-- YOUR GOAL --
Present every line of the entries below as a numbered list, omitting blank lines and leaving the pictures out.

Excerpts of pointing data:
◇ ◇ ◇ ◇ ◇
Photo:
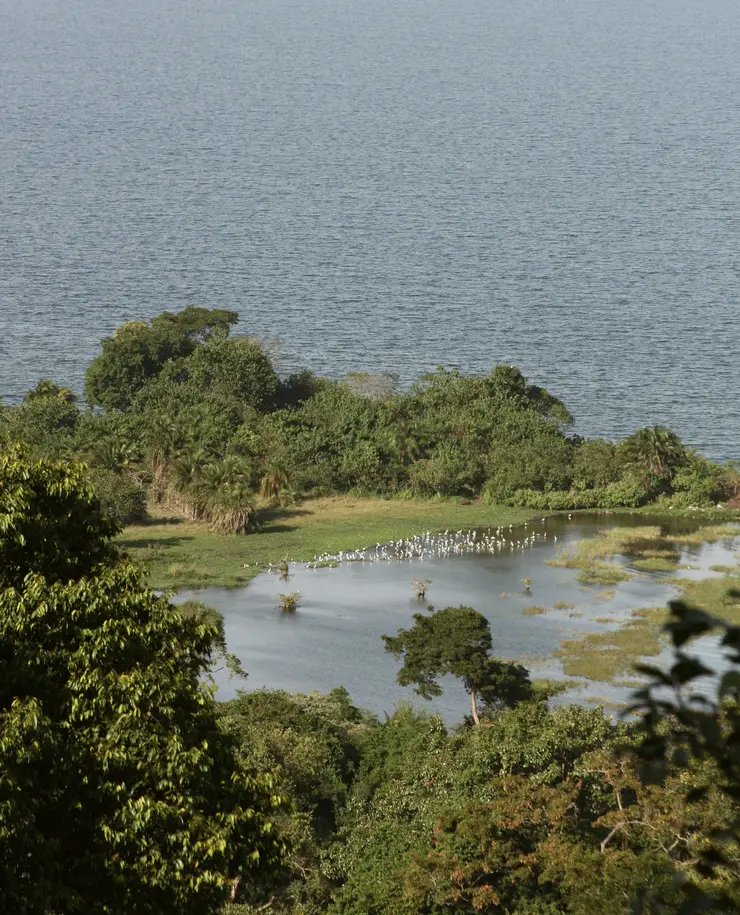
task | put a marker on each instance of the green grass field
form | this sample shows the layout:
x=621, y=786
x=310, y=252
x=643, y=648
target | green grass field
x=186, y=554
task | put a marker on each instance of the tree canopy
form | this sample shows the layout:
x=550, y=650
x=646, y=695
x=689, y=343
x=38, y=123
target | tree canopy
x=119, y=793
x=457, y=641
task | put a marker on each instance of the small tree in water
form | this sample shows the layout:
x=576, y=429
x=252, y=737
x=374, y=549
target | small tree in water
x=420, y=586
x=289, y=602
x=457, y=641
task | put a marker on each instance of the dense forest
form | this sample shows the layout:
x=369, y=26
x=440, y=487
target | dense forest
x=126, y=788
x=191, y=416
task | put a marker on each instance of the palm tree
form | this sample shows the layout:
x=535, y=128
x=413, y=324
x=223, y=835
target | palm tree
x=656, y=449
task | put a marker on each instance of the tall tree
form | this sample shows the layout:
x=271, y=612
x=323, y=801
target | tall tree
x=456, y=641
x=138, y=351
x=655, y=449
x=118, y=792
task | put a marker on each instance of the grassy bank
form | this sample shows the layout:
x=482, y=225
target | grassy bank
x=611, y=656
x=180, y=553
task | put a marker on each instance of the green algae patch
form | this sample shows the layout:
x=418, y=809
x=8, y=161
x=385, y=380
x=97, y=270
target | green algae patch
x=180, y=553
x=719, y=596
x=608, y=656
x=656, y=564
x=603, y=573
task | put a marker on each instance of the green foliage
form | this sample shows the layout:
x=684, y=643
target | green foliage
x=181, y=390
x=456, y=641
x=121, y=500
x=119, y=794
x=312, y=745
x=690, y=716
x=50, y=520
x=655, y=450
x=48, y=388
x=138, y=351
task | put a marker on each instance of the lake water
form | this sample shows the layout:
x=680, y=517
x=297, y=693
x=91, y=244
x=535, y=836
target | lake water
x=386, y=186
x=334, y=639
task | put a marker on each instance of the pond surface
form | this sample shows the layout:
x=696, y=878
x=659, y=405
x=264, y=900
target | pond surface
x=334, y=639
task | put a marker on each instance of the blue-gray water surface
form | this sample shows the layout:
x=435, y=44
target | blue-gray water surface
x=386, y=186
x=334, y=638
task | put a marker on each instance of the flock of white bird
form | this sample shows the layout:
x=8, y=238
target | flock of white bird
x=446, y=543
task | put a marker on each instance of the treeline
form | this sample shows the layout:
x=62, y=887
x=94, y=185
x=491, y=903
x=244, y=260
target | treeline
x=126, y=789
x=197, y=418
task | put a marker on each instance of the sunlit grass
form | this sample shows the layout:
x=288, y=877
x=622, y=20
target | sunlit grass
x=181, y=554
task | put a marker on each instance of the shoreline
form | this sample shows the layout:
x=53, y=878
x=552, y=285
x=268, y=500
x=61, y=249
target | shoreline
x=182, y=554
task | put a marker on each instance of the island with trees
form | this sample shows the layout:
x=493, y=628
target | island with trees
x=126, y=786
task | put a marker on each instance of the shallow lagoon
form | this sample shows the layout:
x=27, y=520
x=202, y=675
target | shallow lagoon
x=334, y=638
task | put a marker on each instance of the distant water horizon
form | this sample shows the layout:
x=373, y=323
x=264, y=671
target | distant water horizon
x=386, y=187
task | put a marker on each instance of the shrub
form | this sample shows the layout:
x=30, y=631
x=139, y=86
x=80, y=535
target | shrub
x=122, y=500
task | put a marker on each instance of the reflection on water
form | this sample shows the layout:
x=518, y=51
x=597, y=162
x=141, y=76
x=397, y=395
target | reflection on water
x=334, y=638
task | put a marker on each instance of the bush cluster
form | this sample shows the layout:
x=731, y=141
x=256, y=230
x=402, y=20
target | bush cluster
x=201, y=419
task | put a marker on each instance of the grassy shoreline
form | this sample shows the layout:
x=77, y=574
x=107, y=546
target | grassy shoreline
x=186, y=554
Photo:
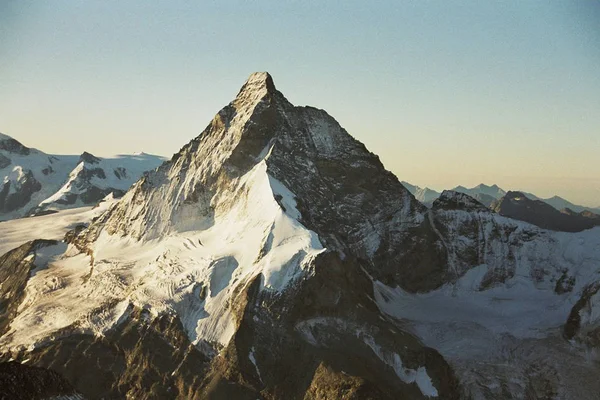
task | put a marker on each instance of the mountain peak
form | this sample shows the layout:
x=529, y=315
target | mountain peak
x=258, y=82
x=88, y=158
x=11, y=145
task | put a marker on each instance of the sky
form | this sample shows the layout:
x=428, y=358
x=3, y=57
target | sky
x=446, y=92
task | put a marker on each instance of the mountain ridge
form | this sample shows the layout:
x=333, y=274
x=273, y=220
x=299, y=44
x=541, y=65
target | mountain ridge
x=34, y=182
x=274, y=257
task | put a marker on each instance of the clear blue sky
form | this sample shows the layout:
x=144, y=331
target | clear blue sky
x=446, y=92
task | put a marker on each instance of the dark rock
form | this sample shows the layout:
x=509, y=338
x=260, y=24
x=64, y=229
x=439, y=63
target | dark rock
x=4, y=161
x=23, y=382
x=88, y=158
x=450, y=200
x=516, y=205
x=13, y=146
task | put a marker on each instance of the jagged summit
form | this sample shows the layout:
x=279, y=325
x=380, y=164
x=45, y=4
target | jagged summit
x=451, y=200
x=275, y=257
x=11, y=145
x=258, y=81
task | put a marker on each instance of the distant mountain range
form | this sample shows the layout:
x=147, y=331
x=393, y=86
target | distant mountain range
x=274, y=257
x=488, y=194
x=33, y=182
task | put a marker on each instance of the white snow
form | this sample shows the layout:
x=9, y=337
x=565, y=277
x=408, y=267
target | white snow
◇ ◇ ◇ ◇ ◇
-- COMPLETE OUTPUT --
1. Photo:
2. task | put a marker on each instance of the green grass field
3. form | this sample shows the layout:
4. x=621, y=786
5. x=310, y=252
6. x=643, y=648
7. target | green grass field
8. x=186, y=554
9. task | put a marker on each instance of the tree canopy
10. form | this sample shows the layout:
11. x=550, y=650
12. x=646, y=695
13. x=689, y=343
14. x=38, y=123
15. target | tree canopy
16. x=119, y=793
17. x=457, y=641
18. task | put a marker on each instance of the small tree in water
19. form | this sample shows the layout:
20. x=576, y=429
21. x=252, y=737
22. x=374, y=549
23. target | small tree in water
24. x=420, y=586
25. x=289, y=602
26. x=457, y=641
27. task | put a marker on each instance of the dense forest
28. form | this sample shows the layout:
29. x=369, y=26
30. x=440, y=487
31. target | dense forest
32. x=126, y=788
33. x=191, y=416
34. task | put a marker on each instance of the palm tree
35. form | this sample shows the layout:
36. x=535, y=128
37. x=413, y=324
38. x=223, y=835
39. target | palm tree
40. x=656, y=449
41. task | put a marker on each instance of the tall tree
42. form | this sample shows the layout:
43. x=271, y=612
44. x=323, y=801
45. target | tall tree
46. x=456, y=641
47. x=138, y=351
48. x=655, y=449
49. x=118, y=792
50. task | put a marker on each instance of the grassy bank
51. form | this sample shows the layout:
52. x=482, y=225
53. target | grassy bank
54. x=611, y=656
55. x=180, y=553
56. task | put a marker on each instance of the green algae patch
57. form | this sample shows the layout:
58. x=418, y=809
59. x=8, y=161
60. x=385, y=380
61. x=97, y=270
62. target | green algae patch
63. x=180, y=553
64. x=719, y=596
65. x=608, y=656
66. x=656, y=564
67. x=603, y=573
68. task | put a marker on each instance of the green foliage
69. form | this sample shows the layout:
70. x=684, y=643
71. target | green foliage
72. x=181, y=390
73. x=456, y=641
74. x=121, y=500
75. x=119, y=794
76. x=312, y=745
77. x=690, y=716
78. x=50, y=520
79. x=655, y=450
80. x=48, y=388
81. x=138, y=351
82. task | put a marker on each instance of the lake water
83. form | this sample shows the layout:
84. x=680, y=517
85. x=297, y=693
86. x=91, y=244
87. x=535, y=836
88. target | lake water
89. x=386, y=186
90. x=334, y=639
91. task | put a marker on each instance of the pond surface
92. form | this sample shows the layout:
93. x=696, y=878
94. x=659, y=405
95. x=264, y=900
96. target | pond surface
97. x=334, y=639
98. task | put a marker on each instance of the blue-gray water surface
99. form | this sample shows the layout:
100. x=435, y=44
101. target | blue-gray water surface
102. x=386, y=186
103. x=334, y=638
104. task | put a marker on each instance of the flock of white bird
105. form | this sample shows the layout:
106. x=8, y=238
107. target | flock of white bird
108. x=446, y=543
109. task | put a marker on each instance of the treeline
110. form | this sample shows the layout:
111. x=62, y=887
112. x=94, y=185
113. x=491, y=903
114. x=244, y=260
115. target | treeline
116. x=126, y=789
117. x=197, y=418
118. task | put a marker on each instance of the sunlit grass
119. form | this sample shows the layout:
120. x=288, y=877
121. x=622, y=20
122. target | sunlit grass
123. x=181, y=554
124. task | put a marker on each instance of the shoreline
125. form | this sample shows the layout:
126. x=53, y=878
127. x=552, y=285
128. x=268, y=500
129. x=61, y=249
130. target | shoreline
131. x=182, y=554
132. task | put a marker on each instance of the island with trees
133. form | this sample shows the layout:
134. x=493, y=628
135. target | island with trees
136. x=126, y=786
137. task | put a marker on each instance of the shallow lagoon
138. form | this sample shows the layout:
139. x=27, y=520
140. x=202, y=675
141. target | shallow lagoon
142. x=334, y=638
143. task | put a marker on each instance of the distant water horizon
144. form | this sample shows the layout:
145. x=373, y=323
146. x=264, y=671
147. target | distant water horizon
148. x=386, y=187
149. task | put a marker on each instance of the shrub
150. form | this sample shows the layout:
151. x=30, y=631
152. x=139, y=86
153. x=80, y=535
154. target | shrub
155. x=122, y=500
156. task | put a marker on each instance of the reflection on water
157. form | this sample shows the layout:
158. x=518, y=51
159. x=597, y=162
160. x=141, y=76
161. x=397, y=395
162. target | reflection on water
163. x=334, y=638
164. task | put a marker on each instance of the bush cluster
165. form | this sample shows the layout:
166. x=731, y=141
167. x=256, y=230
168. x=402, y=20
169. target | bush cluster
170. x=201, y=419
171. task | put a marker on each instance of the grassy shoreline
172. form | this sample shows the layout:
173. x=77, y=574
174. x=107, y=546
175. target | grassy shoreline
176. x=186, y=554
177. Photo:
178. task | put a marker on each instance of the mountain peak
179. form | this sample shows the layout:
180. x=529, y=315
181. target | mountain peak
182. x=258, y=82
183. x=88, y=158
184. x=11, y=145
185. task | put a marker on each instance of the sky
186. form | this sample shows the layout:
187. x=428, y=358
188. x=3, y=57
189. target | sky
190. x=446, y=92
191. task | put a marker on each instance of the mountain ridge
192. form | this sample shows the layout:
193. x=333, y=274
194. x=273, y=220
195. x=299, y=44
196. x=541, y=65
197. target | mountain ridge
198. x=34, y=182
199. x=274, y=257
200. task | put a marker on each instance of the clear blue sky
201. form | this sample shows the layout:
202. x=144, y=331
203. target | clear blue sky
204. x=446, y=92
205. task | put a marker on each instance of the dark rock
206. form | this sample shows the layout:
207. x=509, y=338
208. x=260, y=24
209. x=64, y=229
210. x=439, y=63
211. target | dark rock
212. x=4, y=161
213. x=23, y=382
214. x=88, y=158
215. x=450, y=200
216. x=516, y=205
217. x=13, y=146
218. task | put a marker on each instance of the jagged summit
219. form | this sample shows the layout:
220. x=279, y=325
221. x=380, y=164
222. x=45, y=4
223. target | jagged summit
224. x=451, y=200
225. x=275, y=257
226. x=11, y=145
227. x=258, y=81
228. task | put a marker on each instance of the distant mountain range
229. form | this sample shows the layout:
230. x=147, y=331
231. x=393, y=86
232. target | distant mountain range
233. x=274, y=257
234. x=488, y=194
235. x=33, y=182
236. task | put a marker on each instance of the white snow
237. form | this sample shows the layout:
238. x=9, y=337
239. x=565, y=277
240. x=408, y=267
241. target | white snow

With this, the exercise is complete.